What happens when the Virginia legislature ratifies the Equal Rights Amendment

Yes.

I’d agree with that if not for the precedent of the 27th Amendment. Congress passed this amendment back in the 1700s, and the first 7 states to ratify did so back then as well, with an 8th state ratifying in the 1800s.

Two of them reaffirmed their ratification in the late 20th century, but the other six did not. It’s hard to see how they - or the Congress, for that matter - could have been “united in the desire for a particular amendment” given that everyone in the Congress that sent the Amendment to the states was long dead when the amendment was determined to have been ratified, as were the people in the state legislatures that voted to ratify in the 1700s and 1800s.

I think the ratification of the 27th was a bad precedent to set, but it’s a done deal. The need to be “united in the desire of a particular amendment” is no longer a requirement.

There are surely arguments for the validity of states’ rescinding their approval that aren’t undermined by the ratification of the 27th Amendment, but ISTM that the history of the 27th kills this argument.

Did any states rescind their approval of the 27th? If not, then we assume that they remained in approval of it, because if they no longer approved, they would have rescinded it.

Why should we assume that? The passage of a century or two is enough so that there’s no reason to assume that the state, institutionally, has any stand at all on the amendment. And where simple inertia suffices to explain inaction, reading motivation into it seems inappropriate.

Whatever it means to be “united in the desire of a particular amendment,” it’s got to be something stronger than legislatures going “not sure how we feel about it, so we’re not doing anything one way or the other.”

Besides, Congress weighed in on rescissions back in 1868, when it declared the Fourteenth Amendment to be a part of the Constitution at a point in time when two states (Ohio and NJ) that had ratified the Amendment had already rescinded their ratification. Given that only 27 of the 37 states at the time had ratified and not rescinded their ratifications, one of these states needed to be counted as having ratified. (The issue was made moot days later when Congress got word that Georgia had ratified, bringing the total to 28 without Ohio and NJ, but Congress acted without that knowledge.)

# [Work to do]
Decide whether each statement agrees with the ratification discussion, giving yes or no and quoting the words of the discussion that settle it: (a) All eight states that ratified the 27th Amendment in the 1700s and 1800s reaffirmed their ratification in the late 20th century. (b) In 1868 Congress declared the Fourteenth Amendment part of the Constitution after Ohio and New Jersey had rescinded their ratifications. (c) Congress knew of Georgia's ratification when it made that declaration.

# [Given information]

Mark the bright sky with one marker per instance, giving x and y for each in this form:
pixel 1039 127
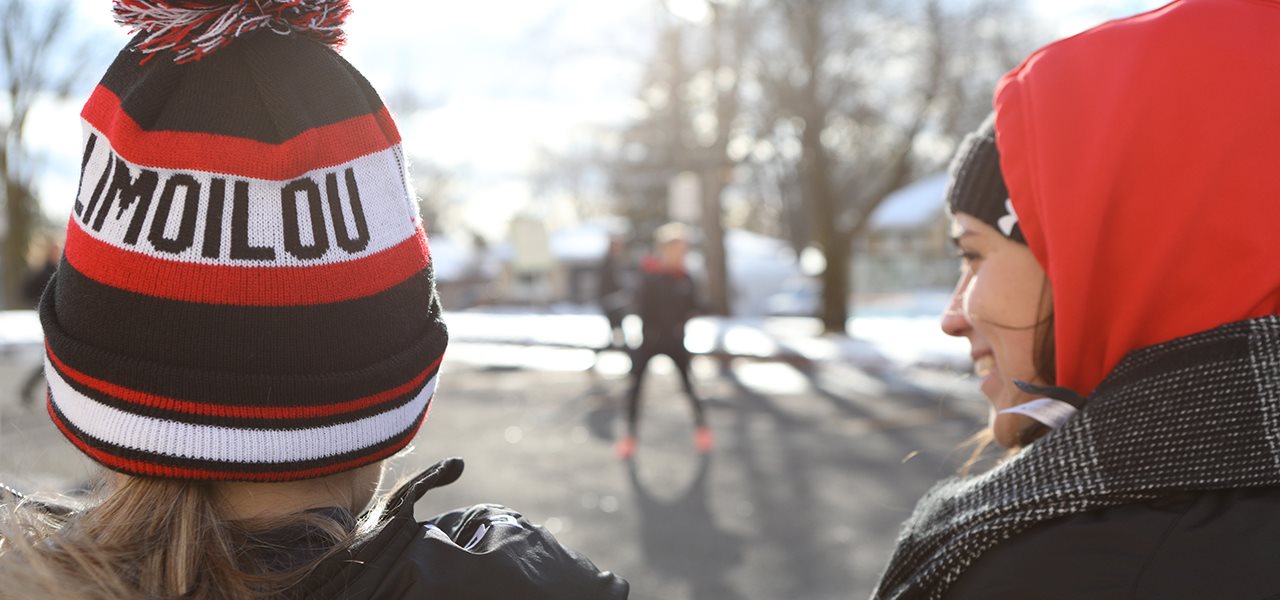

# [Exercise response]
(a) No: "Two of them reaffirmed their ratification in the late 20th century, but the other six did not."
(b) Yes: "Congress weighed in on rescissions back in 1868, when it declared the Fourteenth Amendment to be a part of the Constitution at a point in time when two states (Ohio and NJ) that had ratified the Amendment had already rescinded their ratification."
(c) No: "but Congress acted without that knowledge."